ÉNONCÉ: La critique de film ci-dessous confirme-t-elle ces affirmations ? (a) Le film adapte un roman de Thomas Hardy. (b) L'héroïne hérite d'une petite ferme. (c) Le propriétaire terrien est joué par Matthias Schoenaerts. Répondez par oui ou non, en citant pour chacune les mots de la critique qui tranchent.

Le cinéaste danois, Thomas Vinterberg, prestigieux artisan du cinéma scandinave, s’attaque ici à un mastodonte de la littérature victorienne, Loin de la foule déchaînée, de Thomas Hardy. Dans l’Angleterre justement victorienne, une jeune femme indépendante, débrouillarde, un cœur à prendre, hérite d’une ferme imposante mais surtout de trois courtisans plutôt décidés à remporter les faveurs de madame. Le premier est un berger, honnête paysan à l’humilité débordante, Matthias Schoenaerts. Le second est un propriétaire terrien généreux, Michael Sheen, et le troisième un soldat orgueilleux aux charmes virils. Lequel Batsheba Everdene, Carey Mulligan, va-t-elle choisir? Voilà donc tout l’enjeu d’un long métrage d’un autre temps, d’un classicisme typiquement britannique, un film romantique habillé d’une photographique somptueuse.

Lignes du jeu de données:
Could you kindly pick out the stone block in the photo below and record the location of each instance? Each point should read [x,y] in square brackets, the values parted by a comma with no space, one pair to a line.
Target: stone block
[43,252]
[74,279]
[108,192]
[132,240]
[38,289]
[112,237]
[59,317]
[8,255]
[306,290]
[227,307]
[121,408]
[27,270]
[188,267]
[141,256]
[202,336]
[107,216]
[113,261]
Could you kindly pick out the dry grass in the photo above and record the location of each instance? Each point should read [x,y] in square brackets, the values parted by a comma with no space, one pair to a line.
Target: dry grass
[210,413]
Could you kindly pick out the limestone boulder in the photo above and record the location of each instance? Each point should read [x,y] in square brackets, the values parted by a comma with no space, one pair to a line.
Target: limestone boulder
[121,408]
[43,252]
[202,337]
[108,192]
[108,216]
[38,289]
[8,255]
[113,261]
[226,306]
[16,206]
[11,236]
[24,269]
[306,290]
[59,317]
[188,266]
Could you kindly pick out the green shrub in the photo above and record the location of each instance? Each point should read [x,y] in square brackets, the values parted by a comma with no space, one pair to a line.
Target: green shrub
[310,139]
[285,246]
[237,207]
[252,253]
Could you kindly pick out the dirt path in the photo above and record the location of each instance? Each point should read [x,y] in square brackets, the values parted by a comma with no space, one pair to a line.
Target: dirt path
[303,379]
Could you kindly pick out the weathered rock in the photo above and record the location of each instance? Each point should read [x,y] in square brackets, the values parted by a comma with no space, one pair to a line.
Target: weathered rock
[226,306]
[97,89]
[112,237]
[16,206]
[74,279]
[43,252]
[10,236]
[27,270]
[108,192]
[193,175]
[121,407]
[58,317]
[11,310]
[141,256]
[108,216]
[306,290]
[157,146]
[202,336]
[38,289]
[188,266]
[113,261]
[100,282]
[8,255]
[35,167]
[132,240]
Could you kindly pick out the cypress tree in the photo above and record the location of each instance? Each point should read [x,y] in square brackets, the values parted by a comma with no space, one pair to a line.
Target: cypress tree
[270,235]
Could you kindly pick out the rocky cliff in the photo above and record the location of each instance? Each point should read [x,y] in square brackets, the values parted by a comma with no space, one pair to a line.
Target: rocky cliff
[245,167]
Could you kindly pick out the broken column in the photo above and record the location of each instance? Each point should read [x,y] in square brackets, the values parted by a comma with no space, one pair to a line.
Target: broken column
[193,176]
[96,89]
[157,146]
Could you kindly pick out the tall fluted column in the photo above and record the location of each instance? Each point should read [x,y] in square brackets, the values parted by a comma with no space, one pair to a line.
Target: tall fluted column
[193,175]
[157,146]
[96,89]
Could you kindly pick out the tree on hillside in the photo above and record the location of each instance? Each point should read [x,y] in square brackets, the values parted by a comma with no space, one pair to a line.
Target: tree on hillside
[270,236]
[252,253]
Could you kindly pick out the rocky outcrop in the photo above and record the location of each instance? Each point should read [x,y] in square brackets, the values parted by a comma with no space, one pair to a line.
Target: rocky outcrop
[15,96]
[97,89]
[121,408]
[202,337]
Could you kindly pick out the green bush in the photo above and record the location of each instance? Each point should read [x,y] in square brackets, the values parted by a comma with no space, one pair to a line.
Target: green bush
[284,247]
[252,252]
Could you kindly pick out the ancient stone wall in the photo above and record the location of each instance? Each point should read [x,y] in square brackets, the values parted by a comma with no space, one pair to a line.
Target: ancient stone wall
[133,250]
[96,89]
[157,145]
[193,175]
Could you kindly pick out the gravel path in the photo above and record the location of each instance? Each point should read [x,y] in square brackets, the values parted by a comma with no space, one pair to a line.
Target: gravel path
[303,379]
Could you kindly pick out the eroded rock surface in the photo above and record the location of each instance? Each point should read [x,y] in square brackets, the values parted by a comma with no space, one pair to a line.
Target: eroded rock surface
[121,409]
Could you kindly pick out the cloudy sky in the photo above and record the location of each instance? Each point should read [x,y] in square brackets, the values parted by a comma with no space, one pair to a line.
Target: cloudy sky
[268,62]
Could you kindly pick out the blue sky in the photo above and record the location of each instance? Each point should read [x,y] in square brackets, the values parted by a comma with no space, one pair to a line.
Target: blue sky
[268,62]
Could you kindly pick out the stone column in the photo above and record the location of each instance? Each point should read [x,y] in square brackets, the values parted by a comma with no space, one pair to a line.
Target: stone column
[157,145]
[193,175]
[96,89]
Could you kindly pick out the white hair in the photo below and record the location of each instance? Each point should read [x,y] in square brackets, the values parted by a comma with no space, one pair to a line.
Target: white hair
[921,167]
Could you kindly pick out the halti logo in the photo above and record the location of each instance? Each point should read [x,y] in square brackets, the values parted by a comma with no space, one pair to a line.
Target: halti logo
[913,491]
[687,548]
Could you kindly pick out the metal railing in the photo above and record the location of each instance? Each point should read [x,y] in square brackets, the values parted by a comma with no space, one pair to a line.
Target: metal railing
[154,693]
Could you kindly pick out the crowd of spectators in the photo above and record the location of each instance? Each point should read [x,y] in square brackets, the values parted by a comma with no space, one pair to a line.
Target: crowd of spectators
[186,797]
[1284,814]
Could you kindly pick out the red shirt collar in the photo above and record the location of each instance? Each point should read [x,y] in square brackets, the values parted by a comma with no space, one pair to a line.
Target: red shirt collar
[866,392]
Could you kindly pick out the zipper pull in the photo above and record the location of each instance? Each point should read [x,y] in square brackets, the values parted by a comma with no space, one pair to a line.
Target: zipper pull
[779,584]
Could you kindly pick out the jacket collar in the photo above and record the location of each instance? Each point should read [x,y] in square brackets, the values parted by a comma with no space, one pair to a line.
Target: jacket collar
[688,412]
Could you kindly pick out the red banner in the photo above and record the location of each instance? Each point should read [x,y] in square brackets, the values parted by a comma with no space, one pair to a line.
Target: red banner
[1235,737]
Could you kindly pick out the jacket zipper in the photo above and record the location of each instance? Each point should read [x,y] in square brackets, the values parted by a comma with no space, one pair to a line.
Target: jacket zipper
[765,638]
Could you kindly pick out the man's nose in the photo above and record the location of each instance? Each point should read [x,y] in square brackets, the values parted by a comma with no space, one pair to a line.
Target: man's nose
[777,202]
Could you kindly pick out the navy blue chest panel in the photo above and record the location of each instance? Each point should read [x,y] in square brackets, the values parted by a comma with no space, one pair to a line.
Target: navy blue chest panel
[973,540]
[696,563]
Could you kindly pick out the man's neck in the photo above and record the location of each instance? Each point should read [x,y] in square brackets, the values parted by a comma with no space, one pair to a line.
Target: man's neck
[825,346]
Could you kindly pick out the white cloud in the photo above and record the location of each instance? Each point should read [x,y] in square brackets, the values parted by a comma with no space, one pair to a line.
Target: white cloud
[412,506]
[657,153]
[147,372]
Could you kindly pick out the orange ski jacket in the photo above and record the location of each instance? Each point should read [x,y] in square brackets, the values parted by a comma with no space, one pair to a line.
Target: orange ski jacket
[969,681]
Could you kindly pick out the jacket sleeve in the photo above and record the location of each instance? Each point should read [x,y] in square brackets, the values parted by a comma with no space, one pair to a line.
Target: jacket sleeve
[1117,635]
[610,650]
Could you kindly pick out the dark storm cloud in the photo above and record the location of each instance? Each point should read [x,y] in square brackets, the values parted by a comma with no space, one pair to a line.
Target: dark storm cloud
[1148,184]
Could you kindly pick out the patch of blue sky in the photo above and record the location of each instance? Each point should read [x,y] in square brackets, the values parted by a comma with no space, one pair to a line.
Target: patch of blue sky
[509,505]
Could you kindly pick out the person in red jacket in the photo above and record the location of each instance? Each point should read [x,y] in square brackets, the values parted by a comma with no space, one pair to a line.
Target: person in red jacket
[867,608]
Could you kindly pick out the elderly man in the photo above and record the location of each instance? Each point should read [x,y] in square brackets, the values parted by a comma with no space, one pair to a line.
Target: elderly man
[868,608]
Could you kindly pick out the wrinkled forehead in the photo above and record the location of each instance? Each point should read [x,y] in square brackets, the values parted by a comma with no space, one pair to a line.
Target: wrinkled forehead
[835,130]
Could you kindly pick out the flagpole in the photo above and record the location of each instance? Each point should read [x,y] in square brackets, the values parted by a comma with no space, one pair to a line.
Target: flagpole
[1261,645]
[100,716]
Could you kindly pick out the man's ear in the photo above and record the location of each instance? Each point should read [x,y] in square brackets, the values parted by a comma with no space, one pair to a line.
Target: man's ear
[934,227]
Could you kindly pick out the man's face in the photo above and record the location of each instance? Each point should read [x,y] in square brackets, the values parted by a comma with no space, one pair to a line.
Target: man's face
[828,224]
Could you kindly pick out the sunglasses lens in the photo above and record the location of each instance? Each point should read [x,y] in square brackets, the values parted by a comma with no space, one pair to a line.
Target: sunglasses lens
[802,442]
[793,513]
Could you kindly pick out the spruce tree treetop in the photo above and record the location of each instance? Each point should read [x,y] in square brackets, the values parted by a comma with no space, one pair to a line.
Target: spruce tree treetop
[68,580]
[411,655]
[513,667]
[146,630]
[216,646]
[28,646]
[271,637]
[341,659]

RÉPONSE COMPLÈTE:
(a) Oui : « Loin de la foule déchaînée, de Thomas Hardy »
(b) Non : « hérite d’une ferme imposante »
(c) Non : « Le second est un propriétaire terrien généreux, Michael Sheen »